### Task to carry out
Below, copy word for word every line of the records, from the one containing "If you would be willing to indicate the area" up to and including the final line.

——————

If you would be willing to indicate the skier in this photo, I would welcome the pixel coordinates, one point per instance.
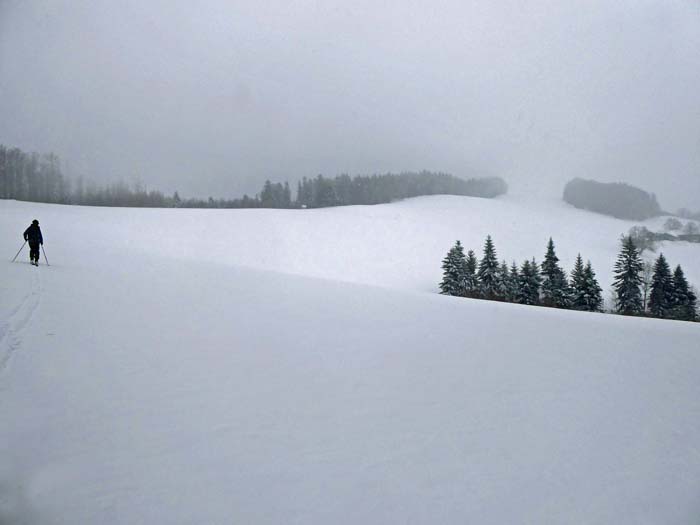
(33, 236)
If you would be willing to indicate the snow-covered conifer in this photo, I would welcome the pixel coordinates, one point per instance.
(502, 282)
(488, 269)
(530, 282)
(471, 283)
(454, 267)
(555, 288)
(628, 279)
(684, 298)
(661, 299)
(513, 284)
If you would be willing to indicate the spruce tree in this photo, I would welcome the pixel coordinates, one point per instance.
(628, 279)
(586, 292)
(471, 284)
(555, 289)
(578, 291)
(530, 282)
(684, 298)
(513, 284)
(488, 269)
(661, 299)
(593, 292)
(454, 271)
(502, 282)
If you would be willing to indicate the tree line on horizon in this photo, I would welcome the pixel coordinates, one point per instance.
(38, 178)
(640, 290)
(616, 199)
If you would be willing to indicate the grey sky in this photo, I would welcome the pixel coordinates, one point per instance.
(213, 97)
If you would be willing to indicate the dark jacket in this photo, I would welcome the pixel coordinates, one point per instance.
(33, 234)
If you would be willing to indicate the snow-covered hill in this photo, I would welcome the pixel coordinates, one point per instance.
(170, 368)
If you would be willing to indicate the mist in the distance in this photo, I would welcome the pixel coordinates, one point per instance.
(212, 98)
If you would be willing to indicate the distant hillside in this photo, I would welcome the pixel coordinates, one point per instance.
(615, 199)
(342, 190)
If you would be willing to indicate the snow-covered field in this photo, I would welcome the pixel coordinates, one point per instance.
(270, 366)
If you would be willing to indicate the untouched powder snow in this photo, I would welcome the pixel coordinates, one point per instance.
(164, 369)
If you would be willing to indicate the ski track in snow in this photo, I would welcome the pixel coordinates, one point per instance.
(12, 328)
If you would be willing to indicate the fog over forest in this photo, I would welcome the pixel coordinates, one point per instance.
(214, 97)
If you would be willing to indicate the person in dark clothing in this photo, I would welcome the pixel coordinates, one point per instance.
(33, 236)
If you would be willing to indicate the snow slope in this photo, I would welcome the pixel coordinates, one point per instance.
(168, 368)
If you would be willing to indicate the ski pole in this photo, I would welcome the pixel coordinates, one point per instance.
(15, 257)
(47, 261)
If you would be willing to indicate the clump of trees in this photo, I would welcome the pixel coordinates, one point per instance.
(38, 178)
(639, 289)
(656, 291)
(528, 283)
(616, 199)
(344, 190)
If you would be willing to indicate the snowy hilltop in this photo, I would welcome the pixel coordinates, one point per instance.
(300, 366)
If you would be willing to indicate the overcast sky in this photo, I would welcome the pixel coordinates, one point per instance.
(213, 97)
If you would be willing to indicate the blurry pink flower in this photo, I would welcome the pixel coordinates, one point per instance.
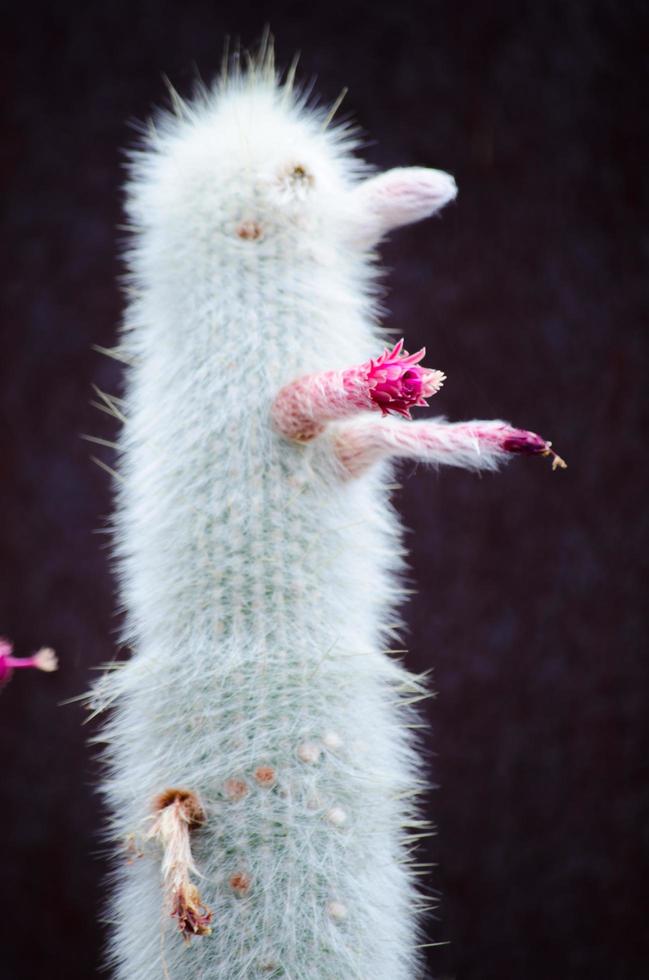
(43, 659)
(397, 382)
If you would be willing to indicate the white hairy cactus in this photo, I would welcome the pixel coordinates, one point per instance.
(262, 770)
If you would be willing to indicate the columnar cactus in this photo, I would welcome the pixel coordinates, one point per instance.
(263, 776)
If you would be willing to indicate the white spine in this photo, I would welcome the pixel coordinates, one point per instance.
(259, 585)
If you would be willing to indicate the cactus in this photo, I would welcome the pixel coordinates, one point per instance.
(263, 774)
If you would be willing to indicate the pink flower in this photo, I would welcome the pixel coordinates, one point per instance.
(178, 813)
(397, 382)
(43, 659)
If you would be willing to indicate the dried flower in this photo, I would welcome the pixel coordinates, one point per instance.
(179, 812)
(397, 382)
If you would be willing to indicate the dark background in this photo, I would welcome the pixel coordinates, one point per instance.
(529, 293)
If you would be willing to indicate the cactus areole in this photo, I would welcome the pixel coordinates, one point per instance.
(262, 775)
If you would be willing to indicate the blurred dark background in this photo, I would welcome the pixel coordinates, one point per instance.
(529, 292)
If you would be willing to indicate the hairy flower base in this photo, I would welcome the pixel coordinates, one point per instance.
(178, 812)
(397, 382)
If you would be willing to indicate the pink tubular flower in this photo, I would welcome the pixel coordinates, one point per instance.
(530, 444)
(43, 659)
(397, 382)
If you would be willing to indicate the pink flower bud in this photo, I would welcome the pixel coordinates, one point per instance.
(397, 382)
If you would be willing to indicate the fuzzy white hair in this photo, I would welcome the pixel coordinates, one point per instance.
(260, 587)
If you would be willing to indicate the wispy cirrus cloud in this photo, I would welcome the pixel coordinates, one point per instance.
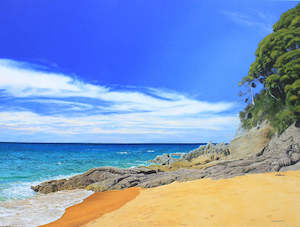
(251, 18)
(61, 105)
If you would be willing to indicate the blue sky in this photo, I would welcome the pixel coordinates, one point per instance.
(127, 71)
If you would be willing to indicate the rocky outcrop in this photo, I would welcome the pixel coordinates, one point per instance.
(167, 159)
(220, 149)
(280, 154)
(251, 141)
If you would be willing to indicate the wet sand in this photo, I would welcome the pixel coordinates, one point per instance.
(270, 199)
(251, 200)
(94, 207)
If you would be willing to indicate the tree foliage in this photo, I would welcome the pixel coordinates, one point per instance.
(277, 68)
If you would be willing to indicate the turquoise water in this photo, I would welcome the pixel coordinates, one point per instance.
(23, 165)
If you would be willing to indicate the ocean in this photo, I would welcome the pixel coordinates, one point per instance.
(23, 165)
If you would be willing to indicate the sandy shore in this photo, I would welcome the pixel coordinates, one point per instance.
(269, 199)
(94, 207)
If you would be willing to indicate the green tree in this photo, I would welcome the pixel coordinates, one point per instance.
(277, 68)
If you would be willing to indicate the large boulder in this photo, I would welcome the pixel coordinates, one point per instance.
(282, 153)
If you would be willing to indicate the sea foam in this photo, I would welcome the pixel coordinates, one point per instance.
(40, 209)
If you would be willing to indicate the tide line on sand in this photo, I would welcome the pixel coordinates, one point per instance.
(94, 207)
(268, 199)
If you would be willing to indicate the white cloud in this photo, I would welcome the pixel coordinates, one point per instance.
(127, 112)
(253, 18)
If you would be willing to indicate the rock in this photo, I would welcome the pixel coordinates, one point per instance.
(280, 154)
(166, 159)
(220, 149)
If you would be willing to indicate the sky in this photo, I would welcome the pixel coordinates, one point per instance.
(135, 71)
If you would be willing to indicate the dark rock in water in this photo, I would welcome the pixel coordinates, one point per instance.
(219, 149)
(166, 159)
(280, 154)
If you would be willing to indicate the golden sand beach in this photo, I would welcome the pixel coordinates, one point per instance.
(269, 199)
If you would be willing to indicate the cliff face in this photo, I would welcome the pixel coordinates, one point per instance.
(251, 142)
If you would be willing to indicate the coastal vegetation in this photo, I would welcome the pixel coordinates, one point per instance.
(276, 71)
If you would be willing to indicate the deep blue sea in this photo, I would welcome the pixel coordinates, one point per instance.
(23, 165)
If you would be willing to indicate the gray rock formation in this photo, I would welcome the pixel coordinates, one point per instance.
(280, 154)
(219, 149)
(166, 159)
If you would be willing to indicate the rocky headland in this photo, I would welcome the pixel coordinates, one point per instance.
(252, 152)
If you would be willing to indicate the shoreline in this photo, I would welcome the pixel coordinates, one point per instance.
(94, 207)
(268, 199)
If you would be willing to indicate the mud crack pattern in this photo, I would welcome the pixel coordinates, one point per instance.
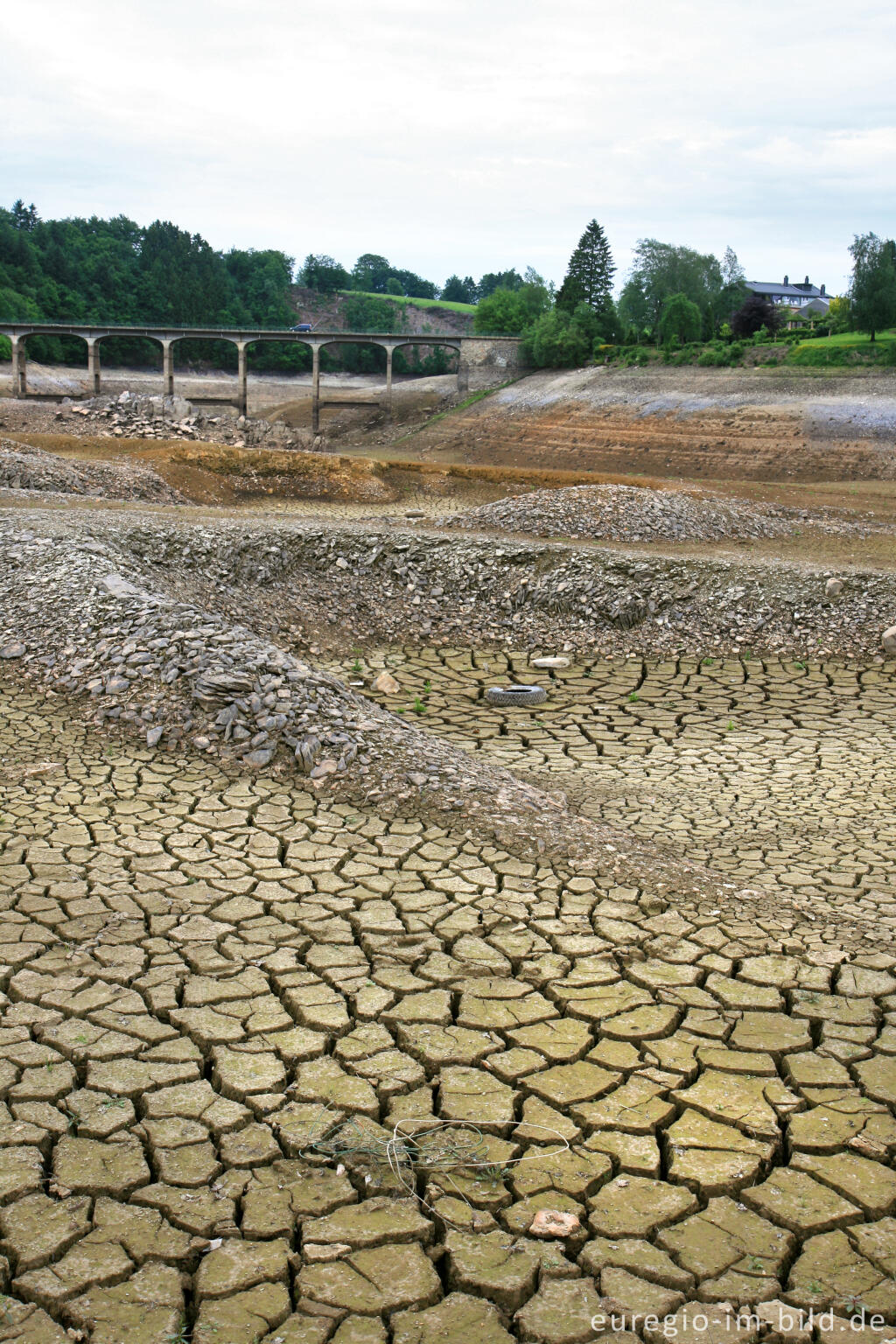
(205, 976)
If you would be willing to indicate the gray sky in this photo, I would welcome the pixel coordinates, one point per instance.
(466, 136)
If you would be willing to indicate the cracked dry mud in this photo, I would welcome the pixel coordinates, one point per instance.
(223, 992)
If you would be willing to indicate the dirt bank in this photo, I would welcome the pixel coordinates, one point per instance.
(746, 425)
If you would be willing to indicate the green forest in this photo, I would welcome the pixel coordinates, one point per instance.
(688, 305)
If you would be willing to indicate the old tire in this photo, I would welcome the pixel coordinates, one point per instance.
(516, 695)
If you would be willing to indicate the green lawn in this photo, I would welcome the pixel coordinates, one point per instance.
(850, 339)
(416, 303)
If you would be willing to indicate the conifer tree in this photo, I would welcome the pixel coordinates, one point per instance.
(590, 272)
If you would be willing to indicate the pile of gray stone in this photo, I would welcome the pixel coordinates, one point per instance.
(132, 416)
(639, 514)
(25, 468)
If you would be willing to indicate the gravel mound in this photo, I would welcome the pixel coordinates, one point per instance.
(637, 514)
(24, 468)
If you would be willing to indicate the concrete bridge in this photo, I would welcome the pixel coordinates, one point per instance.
(474, 353)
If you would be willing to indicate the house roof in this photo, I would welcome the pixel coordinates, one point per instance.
(763, 286)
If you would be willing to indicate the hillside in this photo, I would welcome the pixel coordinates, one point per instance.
(328, 312)
(757, 424)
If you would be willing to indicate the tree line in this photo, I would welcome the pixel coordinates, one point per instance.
(120, 273)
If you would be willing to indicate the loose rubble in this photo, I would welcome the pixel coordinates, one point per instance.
(639, 514)
(25, 468)
(339, 1005)
(128, 416)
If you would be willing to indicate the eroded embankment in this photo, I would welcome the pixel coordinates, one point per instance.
(747, 425)
(102, 621)
(326, 584)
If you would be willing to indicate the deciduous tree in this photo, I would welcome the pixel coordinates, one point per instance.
(873, 286)
(680, 320)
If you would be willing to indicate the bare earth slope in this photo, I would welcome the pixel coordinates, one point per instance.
(745, 425)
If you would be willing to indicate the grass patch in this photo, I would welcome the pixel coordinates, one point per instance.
(844, 350)
(850, 339)
(416, 303)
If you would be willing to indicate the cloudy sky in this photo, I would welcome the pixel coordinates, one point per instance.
(466, 136)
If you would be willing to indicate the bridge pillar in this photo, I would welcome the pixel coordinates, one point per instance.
(19, 368)
(316, 388)
(168, 368)
(93, 366)
(241, 373)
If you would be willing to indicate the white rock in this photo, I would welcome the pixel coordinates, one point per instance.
(386, 684)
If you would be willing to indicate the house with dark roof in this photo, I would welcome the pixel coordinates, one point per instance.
(805, 298)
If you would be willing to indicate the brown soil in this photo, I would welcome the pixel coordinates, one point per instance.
(755, 426)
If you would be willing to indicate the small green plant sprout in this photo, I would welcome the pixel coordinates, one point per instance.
(180, 1335)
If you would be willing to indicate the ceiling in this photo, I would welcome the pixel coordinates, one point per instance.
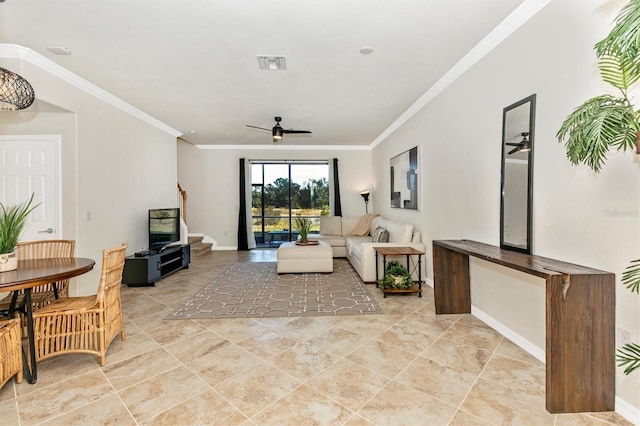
(193, 64)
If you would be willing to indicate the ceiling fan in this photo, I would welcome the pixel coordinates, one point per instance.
(522, 146)
(277, 131)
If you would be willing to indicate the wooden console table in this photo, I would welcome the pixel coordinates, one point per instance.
(580, 319)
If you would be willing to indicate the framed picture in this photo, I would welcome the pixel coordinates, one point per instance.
(404, 180)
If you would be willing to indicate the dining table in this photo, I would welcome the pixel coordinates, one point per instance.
(32, 273)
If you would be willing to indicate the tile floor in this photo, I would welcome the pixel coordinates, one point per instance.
(405, 367)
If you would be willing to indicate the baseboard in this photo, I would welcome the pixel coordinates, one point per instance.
(628, 411)
(623, 408)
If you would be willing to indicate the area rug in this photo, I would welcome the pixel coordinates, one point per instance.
(254, 289)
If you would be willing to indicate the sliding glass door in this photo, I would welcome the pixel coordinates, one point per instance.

——————

### Answer
If you would be willing to indicate the area rug in this photo, I would welcome the pixel coordinates, one point per instance.
(254, 289)
If you would be willing to indicate the sliding glass door in this photo, I would welcome the pixel coordinates, one point per instance.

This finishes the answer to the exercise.